PPL n° 332 :
tendant à renforcer l’efficacité de la justice pénale
– Discussion générale –
Mardi 31 janvier 2017
Esther Benbassa, Sénatrice EE-LV
Monsieur le Président,
Monsieur le Ministre,
Monsieur le Président de la commission des lois,
Monsieur le Rapporteur,
Mes ChèrEs collègues,
Selon les auteurs de la proposition de loi tendant à renforcer l’efficacité de la justice pénale que nous examinons aujourd’hui, je cite, « la crédibilité de la justice pénale est fortement érodée dans l’esprit de nos concitoyens. Sa lenteur et son laxisme sont décriés. » Face à ce constat sans appel et puisque, je cite à nouveau, « l’heure n’est plus à débattre du bienfondé de ces critiques récurrentes, il y a urgence à offrir des gages « d’aggiornamento » du fonctionnement de notre appareil répressif, à chacun des maillons de la chaîne pénale. »
Concrètement, la grande majorité des dispositions soumises à notre Haute assemblée dans cette PPL tendent à supprimer les dispositions introduites par la loi n° 2014-896 du 15 août 2014 relative à l’individualisation des peines et renforçant l’efficacité des sanctions pénales.
La droite sénatoriale avait combattu ce texte, déposé des centaines d’amendements et crié au laxisme de Christiane Taubira, qui le portait.
Vous faites donc preuve de cohérence, mes chèrEs collègues, et peut-être aussi d’anticipation… Porté notamment par Bruno Retailleau, coordinateur de campagne du candidat de la droite, ce texte donne, je le crois, une idée assez précise de ce que défend le candidat François Fillon en matière de justice pénale.
Après plusieurs mois de primaires, de débats internes aux familles politiques, ce texte vient nous rappeler les fondamentaux de la droite en matière de politique pénale : tout répressif, tout carcéral, défiance envers les magistrats et éternel procès des socialistes accusés de laxisme, voire d’irresponsabilité.
Puis-je vous rappeler, mes chèrEs collègues, que la conférence de consensus ayant précédé à l’élaboration de la réforme pénale, que vous souhaitez aujourd’hui mettre en pièces, avait montré une chose capitale : l’échec patent de la politique pénale menée pendant dix ans.

## EXERCICE BREF A:
Recopiez à l'identique le passage de l'intervention qui commence aux mots « Concrètement, la grande » et s'achève après les mots « de justice pénale. ».

## DONNÉES SOURCES:
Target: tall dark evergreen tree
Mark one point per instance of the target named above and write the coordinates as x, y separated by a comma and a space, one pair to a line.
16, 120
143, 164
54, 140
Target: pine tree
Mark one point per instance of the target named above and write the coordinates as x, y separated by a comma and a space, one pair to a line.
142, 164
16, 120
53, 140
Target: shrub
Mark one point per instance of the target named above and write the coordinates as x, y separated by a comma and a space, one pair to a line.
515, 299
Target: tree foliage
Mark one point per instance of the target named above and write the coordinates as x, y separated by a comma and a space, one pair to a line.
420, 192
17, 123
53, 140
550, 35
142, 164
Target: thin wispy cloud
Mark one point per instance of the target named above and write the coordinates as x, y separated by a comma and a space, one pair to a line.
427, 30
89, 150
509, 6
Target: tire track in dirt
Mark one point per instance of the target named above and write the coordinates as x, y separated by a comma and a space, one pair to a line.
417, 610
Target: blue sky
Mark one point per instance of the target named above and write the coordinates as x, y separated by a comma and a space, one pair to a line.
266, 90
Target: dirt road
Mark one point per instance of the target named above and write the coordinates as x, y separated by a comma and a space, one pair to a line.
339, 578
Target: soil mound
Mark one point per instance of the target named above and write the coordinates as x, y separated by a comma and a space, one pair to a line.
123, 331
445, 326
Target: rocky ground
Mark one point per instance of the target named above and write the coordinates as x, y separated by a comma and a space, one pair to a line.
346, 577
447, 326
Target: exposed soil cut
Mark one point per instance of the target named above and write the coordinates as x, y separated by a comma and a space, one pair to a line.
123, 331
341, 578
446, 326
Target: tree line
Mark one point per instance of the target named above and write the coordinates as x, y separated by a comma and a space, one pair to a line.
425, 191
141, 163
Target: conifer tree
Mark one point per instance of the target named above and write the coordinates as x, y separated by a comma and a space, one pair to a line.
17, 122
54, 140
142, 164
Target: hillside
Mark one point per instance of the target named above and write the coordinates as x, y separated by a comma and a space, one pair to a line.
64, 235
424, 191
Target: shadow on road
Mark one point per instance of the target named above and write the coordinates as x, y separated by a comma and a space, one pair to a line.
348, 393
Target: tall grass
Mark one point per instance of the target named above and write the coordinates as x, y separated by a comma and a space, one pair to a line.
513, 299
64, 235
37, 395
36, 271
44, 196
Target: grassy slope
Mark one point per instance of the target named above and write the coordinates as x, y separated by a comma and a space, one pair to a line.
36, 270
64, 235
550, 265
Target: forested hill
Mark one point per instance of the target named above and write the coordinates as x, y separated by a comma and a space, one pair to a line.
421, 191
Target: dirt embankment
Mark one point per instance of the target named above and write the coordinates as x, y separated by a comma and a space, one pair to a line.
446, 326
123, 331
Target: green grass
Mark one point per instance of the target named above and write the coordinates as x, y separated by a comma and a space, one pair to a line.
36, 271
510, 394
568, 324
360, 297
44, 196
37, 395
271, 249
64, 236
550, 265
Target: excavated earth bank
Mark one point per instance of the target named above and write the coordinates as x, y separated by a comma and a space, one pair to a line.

## EXERCICE BREF B:
Reproduisez les lignes des données, de celle qui contient « Target: forested hill » jusqu'à la fin des données incluse, consignes comprises. Diminuez de 83 chacune des coordonnées données en réponse et laissez tout le reste inchangé.

## RÉPONSE RÉDIGÉE A:
Concrètement, la grande majorité des dispositions soumises à notre Haute assemblée dans cette PPL tendent à supprimer les dispositions introduites par la loi n° 2014-896 du 15 août 2014 relative à l’individualisation des peines et renforçant l’efficacité des sanctions pénales.
La droite sénatoriale avait combattu ce texte, déposé des centaines d’amendements et crié au laxisme de Christiane Taubira, qui le portait.
Vous faites donc preuve de cohérence, mes chèrEs collègues, et peut-être aussi d’anticipation… Porté notamment par Bruno Retailleau, coordinateur de campagne du candidat de la droite, ce texte donne, je le crois, une idée assez précise de ce que défend le candidat François Fillon en matière de justice pénale.

## RÉPONSE RÉDIGÉE B:
Target: forested hill
Mark one point per instance of the target named above and write the coordinates as x, y separated by a comma and a space, one pair to a line.
338, 108
Target: dirt embankment
Mark one point per instance of the target named above and write the coordinates as x, y separated by a comma and a space, one pair to a line.
363, 243
40, 248
Target: green grass
Mark one point per instance of the target named above and write the coordinates as x, y separated by a comma and a space, one pair to a line.
-47, 188
427, 311
485, 241
277, 214
-39, 113
-46, 312
188, 166
-19, 153
467, 182
Target: excavated earth bank
Mark one point per instance of the target named above and write the coordinates as x, y separated by a comma and a space, one pair to a line.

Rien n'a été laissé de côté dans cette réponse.